───── Text extract ─────

Google Groups no longer supports new Usenet posts or subscriptions. Historical content remains viewable.
Dismiss

Arrays and C++

126 views
Skip to first unread message

arnuld

unread,
Oct 12, 2014, 1:26:54 PM10/12/14
to
AIM: To understand why "arrays of int/float" and "arrays of char" behave
differently in C++


#include <iostream>

int main()
{
int arr1[] = {10,11,12};
char arr2[] = {'a','b','c'};
double arr3[] = {0,10, 0.11, 0.12};
const char* str = "comp.lang.c++";
const wchar_t* alpha = L"first line"
"Second Line";

std::cout << "arr1 = " << arr1 << std::endl;
std::cout << "arr2 = " << arr2 << std::endl;
std::cout << "arr3 = " << arr3 << std::endl;
std::cout << "str = " << str << std::endl;
std::wcout << "alpha = " << alpha << std::endl;

return 0;
}
========================= OUTPUT ================================
[arnuld@arch64 c++]$ g++ -ansi -pedantic -Wall -Wextra arrays.cpp
[arnuld@arch64 c++]$ ./a.out
arr1 = 0x7fffffffe960
arr2 = abc
arr3 = 0x7fffffffe930
str = comp.lang.c++
alpha = first lineSecond Line
[arnuld@arch64 c++]$


An array name is converted to pointer to its first element. arr1 and arr3
(1st and 3rd wariable) are arrays of int and float respectively and they
behave accordingly to this rule but arr2 and str (2nd and 4th variables)

───── Data extract ─────

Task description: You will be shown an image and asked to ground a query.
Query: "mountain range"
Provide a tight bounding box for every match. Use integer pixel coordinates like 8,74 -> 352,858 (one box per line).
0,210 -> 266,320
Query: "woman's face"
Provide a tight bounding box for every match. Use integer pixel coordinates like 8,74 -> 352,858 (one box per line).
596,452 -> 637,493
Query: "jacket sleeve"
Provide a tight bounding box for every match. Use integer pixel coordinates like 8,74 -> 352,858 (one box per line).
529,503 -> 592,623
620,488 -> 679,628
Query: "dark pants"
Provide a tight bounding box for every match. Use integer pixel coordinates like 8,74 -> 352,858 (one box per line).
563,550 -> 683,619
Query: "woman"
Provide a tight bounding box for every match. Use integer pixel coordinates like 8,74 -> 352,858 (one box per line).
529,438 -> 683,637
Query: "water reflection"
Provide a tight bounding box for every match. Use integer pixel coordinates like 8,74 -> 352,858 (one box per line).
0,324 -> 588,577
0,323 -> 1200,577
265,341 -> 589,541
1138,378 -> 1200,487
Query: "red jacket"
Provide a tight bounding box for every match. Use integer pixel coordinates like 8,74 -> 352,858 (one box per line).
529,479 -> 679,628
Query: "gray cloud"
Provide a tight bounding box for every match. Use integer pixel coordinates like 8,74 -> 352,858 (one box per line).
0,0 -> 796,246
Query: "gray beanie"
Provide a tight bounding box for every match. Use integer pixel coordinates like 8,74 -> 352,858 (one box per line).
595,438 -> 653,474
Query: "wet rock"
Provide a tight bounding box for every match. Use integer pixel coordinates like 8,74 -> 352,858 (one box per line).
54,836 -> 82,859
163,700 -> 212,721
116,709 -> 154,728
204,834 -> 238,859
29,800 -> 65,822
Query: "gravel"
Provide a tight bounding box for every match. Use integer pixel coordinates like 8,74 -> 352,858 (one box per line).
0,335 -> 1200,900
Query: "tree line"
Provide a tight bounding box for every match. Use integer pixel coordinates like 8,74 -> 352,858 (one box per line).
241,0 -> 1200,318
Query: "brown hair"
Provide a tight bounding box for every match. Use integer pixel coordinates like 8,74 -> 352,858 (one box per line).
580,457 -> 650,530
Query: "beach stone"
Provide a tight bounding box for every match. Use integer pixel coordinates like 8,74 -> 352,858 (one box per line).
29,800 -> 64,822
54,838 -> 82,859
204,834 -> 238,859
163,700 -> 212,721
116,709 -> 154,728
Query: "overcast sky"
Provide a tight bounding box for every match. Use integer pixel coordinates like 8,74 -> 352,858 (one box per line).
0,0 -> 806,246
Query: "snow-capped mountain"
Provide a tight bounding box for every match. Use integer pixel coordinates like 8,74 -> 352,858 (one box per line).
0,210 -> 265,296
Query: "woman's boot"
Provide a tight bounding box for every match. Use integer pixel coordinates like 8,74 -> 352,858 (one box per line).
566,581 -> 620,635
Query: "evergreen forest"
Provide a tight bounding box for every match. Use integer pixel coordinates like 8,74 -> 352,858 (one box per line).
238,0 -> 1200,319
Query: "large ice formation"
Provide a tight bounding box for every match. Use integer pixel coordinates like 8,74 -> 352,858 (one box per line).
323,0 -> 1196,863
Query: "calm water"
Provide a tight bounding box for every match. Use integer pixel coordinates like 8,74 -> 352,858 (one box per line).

─────

## Challenges
- 1) Copy the part of the C++ arrays thread that runs from "An array name" up to and including "and 4th variables)".
- 2) According to the C++ arrays thread, what is an array name converted to?
The entries stand apart from the C++ arrays thread and are separate material.

## Solution list
- 1)
An array name is converted to pointer to its first element. arr1 and arr3
(1st and 3rd wariable) are arrays of int and float respectively and they
behave accordingly to this rule but arr2 and str (2nd and 4th variables)

- 2) A pointer to its first element.